begin

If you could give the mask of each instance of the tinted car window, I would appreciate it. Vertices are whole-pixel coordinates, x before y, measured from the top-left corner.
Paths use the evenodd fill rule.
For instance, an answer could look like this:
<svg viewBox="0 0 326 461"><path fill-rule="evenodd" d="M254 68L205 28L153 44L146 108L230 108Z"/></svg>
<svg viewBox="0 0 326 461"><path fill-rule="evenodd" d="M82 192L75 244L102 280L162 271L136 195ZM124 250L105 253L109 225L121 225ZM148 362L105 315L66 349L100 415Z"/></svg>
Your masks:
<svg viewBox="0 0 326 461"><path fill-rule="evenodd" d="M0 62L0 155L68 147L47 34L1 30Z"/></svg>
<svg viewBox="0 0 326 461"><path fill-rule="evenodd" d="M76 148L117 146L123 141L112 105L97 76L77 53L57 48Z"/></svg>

end

> **THE REQUEST**
Please lay out everything from the start of the entries down to the line containing "68L205 28L153 44L146" as a JSON list of strings, one string per line, leaving out blank lines.

> **TASK RESULT**
[
  "If you could give the mask of each instance of the tinted car window, I would appreciate it. Vertices are whole-pixel coordinates, x before y, measured from the top-left corner.",
  "Paths use the evenodd fill rule.",
  "For instance, an answer could look like this:",
  "<svg viewBox=\"0 0 326 461\"><path fill-rule=\"evenodd\" d=\"M254 68L205 28L153 44L146 108L230 108Z\"/></svg>"
]